The problem:
Whenever a line in the entries below contains the string "horizontal", copy that line.

+++ Records supplied +++

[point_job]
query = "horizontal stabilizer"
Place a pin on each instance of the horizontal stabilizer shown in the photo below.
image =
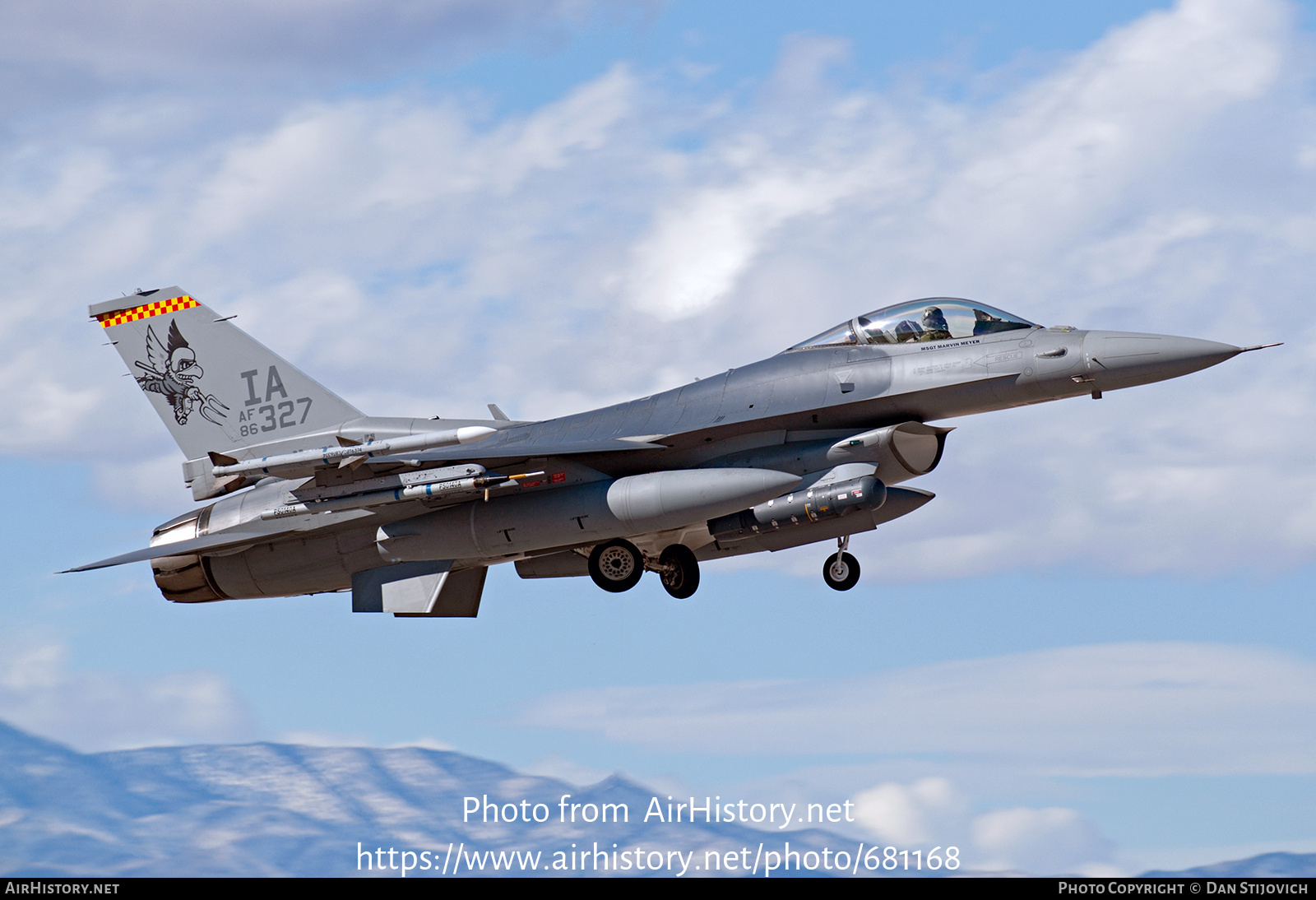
(221, 541)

+++

Result of the task:
query = "horizontal stabilizer"
Place a pin on each instance of the horizontal stabilizer shown in the photo below.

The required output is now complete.